## TEXTO FORNECIDO
━━━━━━━━

Nesse momento, o longa acerta o tom. Erick sofre, sofre muito ao longo desse relacionamento. Mas quando tudo indica que bons ares virão sobre a vida deles, percebe que nada é como pensou ser e aquele sentimento que o movia não o move mais, então, o que fazer diante disso? Quando o fim chega, um novo começo pode dar as cartas. Quando um problema nos surge e é resolvido, outro aparece. Nunca estamos bem com nós mesmos. 


 

Li em certa crítica que em alguns momentos o homossexualismo é mostrado ligado a promiscuidade, principalmente em seu começo. A meu ver, isso não se revela dessa forma. Nesse drama há jovens em busca de algo, ora e o que é o sexo se não uma satisfação momentânea que apaga o medo da vida, para em seguida surgir ainda mais implacável.

Banhado por boas canções, retratando a intimidade de seus personagens, se mantendo distante e perto, “Deixe ...” mostra apenas personagens, sejam estes homossexuais ou não. Sujeitos que tentam, mesmo diante de tudo na vida. Ao final, problemas que cercam a todos, os cercam também. O fim vem, envolto de um sentimento e uma sensação que tudo valeu a pena, ou que ainda valerá.

O elenco é razoável, a direção acerta, a trilha é muito boa e as intenções sobre esse longa são ótimas. É um prazer saber que filmes direcionados a um público fechado ganham mais espaço juntos a outras produções. Isso nos mostra que o diferente torna-se próximo e o que era “diferente”, se revele nem tanto assim.

O tempo muda, valores se manteem, novos são construídos e essa busca por compreender o que nos move contínua. 



Um rapaz do Sul


 

Amor, desejo e violência. Uma dose de racismo, misturada a um forte preconceito, sob um sol escaldante. Esse é o cenário que irá prevalecer sobre esse “Um rapaz do sul”. 

Ward (Matthew McConaughey) é um jornalista que retorna à sua cidade natal com o objetivo de investigar as acusações de assassinato que estão sobre o preso Wetter (John Cusack). Ele está condenado e prestes a receber a pena de morte por ter matado um policial. Mas Ward vê nessa prisão graves falhas na forma como todo o caso foi guiado. Com essa reportagem ele pode obter o prestígio que tanto deseja.

━━━━━━━━

## ENTRADAS DO CONJUNTO
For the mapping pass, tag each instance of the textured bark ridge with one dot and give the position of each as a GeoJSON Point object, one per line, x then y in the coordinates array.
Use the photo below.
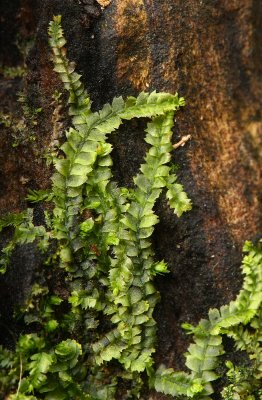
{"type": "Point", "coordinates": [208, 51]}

━━━━━━━━

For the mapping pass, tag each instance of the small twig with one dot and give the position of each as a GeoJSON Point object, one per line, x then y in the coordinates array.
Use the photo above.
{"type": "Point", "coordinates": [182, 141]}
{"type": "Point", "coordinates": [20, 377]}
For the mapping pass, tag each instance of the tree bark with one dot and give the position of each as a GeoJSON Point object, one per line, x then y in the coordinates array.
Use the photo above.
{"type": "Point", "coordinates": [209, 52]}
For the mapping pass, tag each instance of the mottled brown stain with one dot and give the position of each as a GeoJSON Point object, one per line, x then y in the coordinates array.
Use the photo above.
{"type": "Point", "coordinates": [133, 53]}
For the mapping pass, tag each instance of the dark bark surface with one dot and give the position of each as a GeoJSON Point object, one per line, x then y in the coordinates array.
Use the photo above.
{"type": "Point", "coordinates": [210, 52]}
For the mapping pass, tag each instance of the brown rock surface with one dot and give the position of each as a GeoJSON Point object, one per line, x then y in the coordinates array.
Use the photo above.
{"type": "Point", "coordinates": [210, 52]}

━━━━━━━━

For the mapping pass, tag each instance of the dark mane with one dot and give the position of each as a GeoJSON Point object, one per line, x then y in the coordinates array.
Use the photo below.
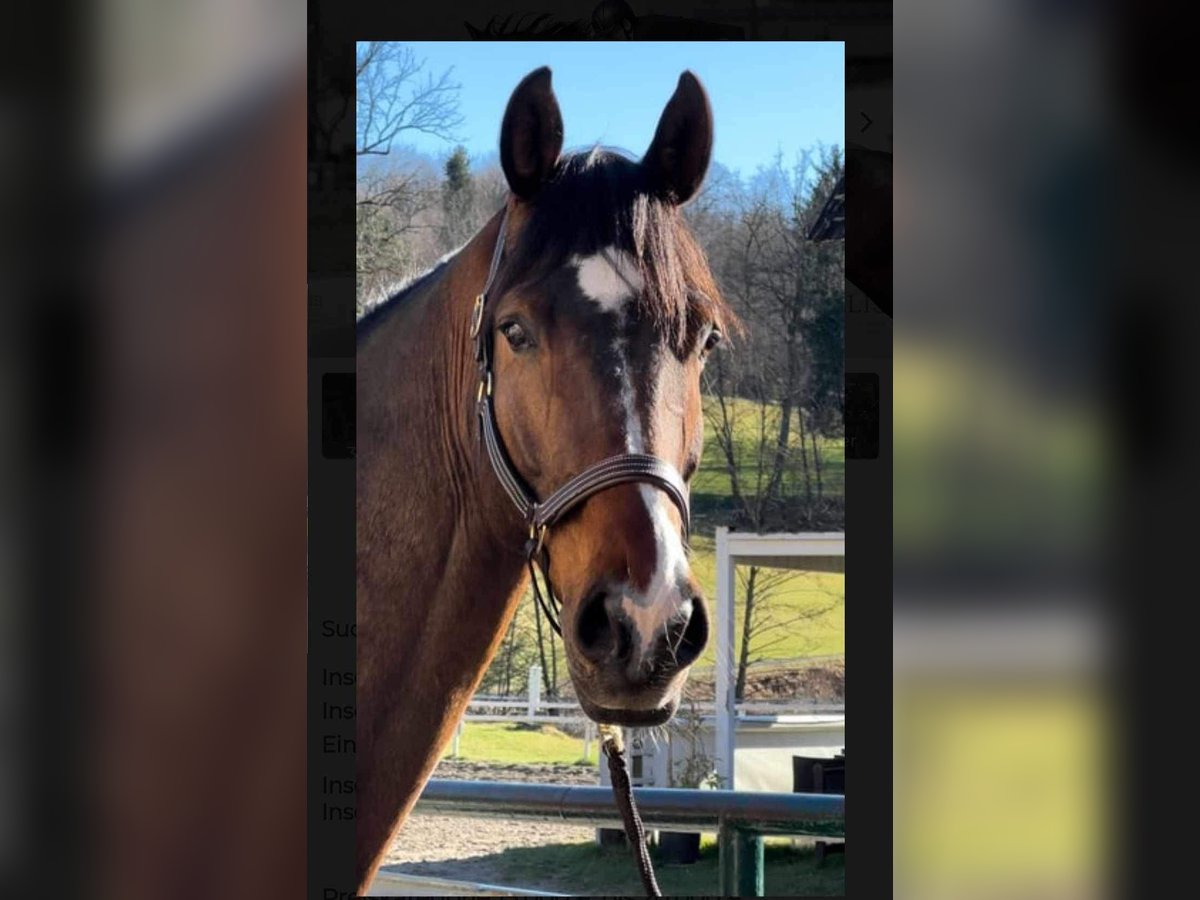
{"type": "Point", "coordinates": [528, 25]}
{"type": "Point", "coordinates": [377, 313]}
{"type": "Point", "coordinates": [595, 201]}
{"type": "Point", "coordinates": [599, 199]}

━━━━━━━━

## PEDIDO POR ESCRITO
Prossiga com as críticas de cinema a partir da última frase apresentada, dando sequência à análise de “Um rapaz do Sul”.

## RESPOSTA AO PROBLEMA
Junto de Ward está Yardley (David Oyelowd), um jornalista negro que está obtendo fama em sua carreira. Seu intuito é ter o respeito que merece na profissão. Sendo negro, sente o racismo de perto, seja na carreira ou na vida. Chegando ao sul do país, vai se deparar com um estado onde o negro não tem lugar e terá que se impor com autoridade para não ser humilhado pela sua cor.

Charlotte (Nicole Kidman) é uma mulher perto dos seus quarenta anos que diz estar apaixonada por Wetter. Os dois trocam inúmeras cartas de amor, sexo e desejos. Ela tem total certeza que ele é inocente e vai ajudar Ward nessa empreitada. Jack (Zac Efron) é irmão de Ward. Expulso da faculdade após um ato de rebeldia voltou a morar com o pai. Trabalha pra ele entregando os jornais, muito ligado ao irmão, topou ajudá-lo na busca de descobrir a verdade sobre esse crime. Esse grupo de personagens irá trafegar por uma história densa, marcada por segredos, brutalidade e violência. 


“Um rapaz do Sul” tem uma Nicole Kidman extremamente sensual, um McConaughey numa atuação vigorante e uma direção que não peca e abusa das cenas fortes onde a crueza da vida dá o seu destaque. 

Com direção de Lee Daniels, esse drama abusa das imagens bizarras. Um filme cru, forte e viril. Um sul quente e injusto onde uma minoria está renegada a não ter uma voz. Em meio a direitos civis que estão começando a serem proclamados, nessa região, as mulheres estão subordinadas a homens violentos, negros a terem que se calar diante da opressão e homossexuais estão sujeitos a serem humilhados e mortos com a mais pura brutalidade.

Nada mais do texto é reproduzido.